(Prompt):
Where an image appears, leave it out; otherwise repeat the data exactly.

Start of Dataset records

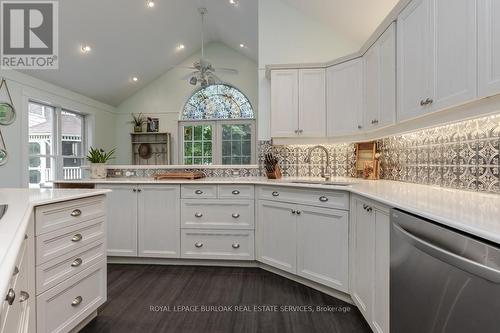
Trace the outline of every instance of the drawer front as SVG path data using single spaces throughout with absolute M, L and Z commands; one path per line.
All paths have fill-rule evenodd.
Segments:
M 182 199 L 181 227 L 254 229 L 254 201 Z
M 36 237 L 36 264 L 40 265 L 97 240 L 104 239 L 104 217 Z
M 181 185 L 181 198 L 215 199 L 217 198 L 217 185 Z
M 37 295 L 106 259 L 103 239 L 36 267 Z
M 36 235 L 95 219 L 106 213 L 104 196 L 65 201 L 35 208 Z
M 182 258 L 254 260 L 252 230 L 182 230 Z
M 219 199 L 253 199 L 253 185 L 219 185 Z
M 259 199 L 349 210 L 349 193 L 335 190 L 307 190 L 293 187 L 262 186 Z
M 37 332 L 69 332 L 105 301 L 106 263 L 101 261 L 37 297 Z

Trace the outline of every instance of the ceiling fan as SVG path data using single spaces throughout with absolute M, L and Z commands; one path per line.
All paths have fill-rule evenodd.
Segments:
M 183 79 L 187 79 L 193 86 L 200 84 L 202 88 L 209 85 L 222 83 L 223 81 L 215 74 L 215 72 L 225 72 L 229 74 L 238 74 L 237 69 L 233 68 L 222 68 L 214 67 L 212 64 L 205 59 L 205 15 L 208 10 L 204 7 L 198 8 L 198 12 L 201 15 L 201 58 L 196 61 L 192 67 L 190 66 L 174 66 L 174 68 L 185 68 L 194 70 L 194 72 L 189 73 Z

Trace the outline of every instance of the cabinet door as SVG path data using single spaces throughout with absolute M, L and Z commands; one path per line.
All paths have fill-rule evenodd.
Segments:
M 99 185 L 107 194 L 108 256 L 137 256 L 137 190 L 131 185 Z M 135 190 L 135 191 L 134 191 Z
M 364 63 L 364 128 L 376 128 L 375 120 L 380 115 L 380 47 L 375 43 L 363 56 Z
M 348 213 L 297 207 L 297 274 L 348 291 Z
M 139 257 L 180 257 L 180 186 L 139 187 Z
M 257 220 L 258 260 L 281 270 L 297 272 L 297 217 L 295 205 L 259 200 Z
M 299 134 L 326 136 L 326 71 L 299 70 Z
M 271 137 L 295 137 L 299 130 L 299 71 L 271 72 Z
M 478 2 L 479 95 L 500 93 L 500 2 Z
M 389 333 L 390 314 L 390 221 L 389 212 L 373 206 L 375 219 L 375 266 L 373 291 L 373 326 L 378 333 Z
M 377 127 L 396 123 L 396 26 L 393 23 L 378 42 L 379 48 L 379 110 Z
M 327 136 L 359 132 L 363 123 L 362 59 L 329 67 L 326 76 Z
M 437 111 L 476 98 L 476 0 L 431 0 L 431 4 L 434 91 L 430 109 Z
M 414 0 L 399 15 L 398 119 L 408 120 L 429 111 L 421 105 L 432 94 L 431 0 Z

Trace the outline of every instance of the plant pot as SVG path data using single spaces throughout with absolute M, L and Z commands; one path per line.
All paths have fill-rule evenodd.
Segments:
M 142 126 L 134 126 L 134 133 L 141 133 L 142 132 Z
M 108 175 L 108 169 L 105 163 L 91 163 L 90 164 L 90 178 L 104 179 Z

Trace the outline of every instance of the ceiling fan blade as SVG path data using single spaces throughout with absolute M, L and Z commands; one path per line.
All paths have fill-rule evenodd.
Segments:
M 191 72 L 191 73 L 186 74 L 183 77 L 181 77 L 181 80 L 188 80 L 188 79 L 190 79 L 193 76 L 198 76 L 199 73 L 200 73 L 199 71 Z
M 237 69 L 234 69 L 234 68 L 216 67 L 216 68 L 214 68 L 214 71 L 225 72 L 228 74 L 239 74 L 239 71 Z
M 191 70 L 198 69 L 198 68 L 193 67 L 193 66 L 171 66 L 170 68 L 182 68 L 182 69 L 191 69 Z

End of Dataset records

(Answer box):
Trace the outline of every instance of the drawer front as SVG path data using single spaces throughout with absolute M, L and Z commands; one path per line.
All paths have fill-rule evenodd.
Segments:
M 182 199 L 181 227 L 254 229 L 254 201 Z
M 36 237 L 36 264 L 40 265 L 97 240 L 104 239 L 104 217 Z
M 181 185 L 181 198 L 215 199 L 217 198 L 217 185 Z
M 37 295 L 106 259 L 103 239 L 36 267 Z
M 36 235 L 95 219 L 106 213 L 104 196 L 65 201 L 35 208 Z
M 182 258 L 254 260 L 252 230 L 182 230 Z
M 219 199 L 253 199 L 253 185 L 219 185 Z
M 259 199 L 349 210 L 349 193 L 335 190 L 307 190 L 293 187 L 262 186 Z
M 37 332 L 69 332 L 105 301 L 106 263 L 101 261 L 37 297 Z

Trace the outline of every instance of the ceiling fan as SVG path data using single spaces throughout with absolute M, L and Z commands; one path per line.
All paths have fill-rule evenodd.
Segments:
M 183 79 L 187 79 L 193 86 L 200 84 L 202 88 L 209 85 L 222 83 L 223 81 L 215 74 L 215 72 L 225 72 L 229 74 L 238 74 L 237 69 L 233 68 L 222 68 L 214 67 L 212 64 L 205 59 L 205 15 L 208 10 L 204 7 L 198 8 L 198 12 L 201 15 L 201 58 L 196 61 L 192 67 L 190 66 L 174 66 L 174 68 L 185 68 L 194 70 L 194 72 L 189 73 Z

Trace the outline of every instance of the cabinet door as SVG path data using single spaces throughout with absolute M, L and Z commands; one path per line.
All paths have fill-rule evenodd.
Segments:
M 99 185 L 107 194 L 108 256 L 137 256 L 137 190 L 131 185 Z M 135 190 L 135 191 L 134 191 Z
M 364 63 L 364 128 L 376 128 L 375 120 L 380 115 L 380 47 L 375 43 L 363 56 Z
M 348 213 L 297 207 L 297 274 L 348 291 Z
M 139 257 L 180 257 L 180 186 L 139 187 Z
M 257 220 L 258 260 L 281 270 L 297 272 L 297 217 L 295 205 L 259 200 Z
M 299 134 L 326 136 L 326 71 L 299 70 Z
M 271 137 L 295 137 L 299 130 L 299 71 L 271 72 Z
M 478 2 L 479 95 L 500 93 L 500 2 Z
M 389 333 L 390 314 L 390 221 L 389 212 L 373 206 L 375 219 L 375 266 L 373 291 L 373 326 L 378 333 Z
M 377 127 L 396 123 L 396 26 L 393 23 L 378 42 L 379 48 L 379 110 Z
M 327 136 L 359 132 L 363 123 L 362 59 L 329 67 L 326 76 Z
M 437 111 L 476 98 L 476 0 L 431 0 L 431 4 L 434 91 L 430 109 Z
M 414 0 L 399 15 L 398 119 L 408 120 L 429 111 L 421 105 L 432 94 L 431 0 Z

Trace the outline of every instance of the plant pot as SVG path data using single spaces throughout with absolute M, L and Z commands; one path per line.
All paths have fill-rule evenodd.
Segments:
M 142 126 L 134 126 L 134 133 L 141 133 L 142 132 Z
M 108 175 L 108 169 L 105 163 L 91 163 L 90 164 L 90 178 L 104 179 Z

Trace the outline of every instance of the ceiling fan blade as SVG path data using single spaces throughout with absolute M, L and Z commands; one path per line.
All paths have fill-rule evenodd.
Segments:
M 191 72 L 191 73 L 186 74 L 183 77 L 181 77 L 181 80 L 188 80 L 188 79 L 190 79 L 193 76 L 198 76 L 199 73 L 200 73 L 199 71 Z
M 237 69 L 234 69 L 234 68 L 216 67 L 216 68 L 214 68 L 214 71 L 225 72 L 228 74 L 239 74 L 239 71 Z
M 191 70 L 198 69 L 198 68 L 193 67 L 193 66 L 171 66 L 170 68 L 182 68 L 182 69 L 191 69 Z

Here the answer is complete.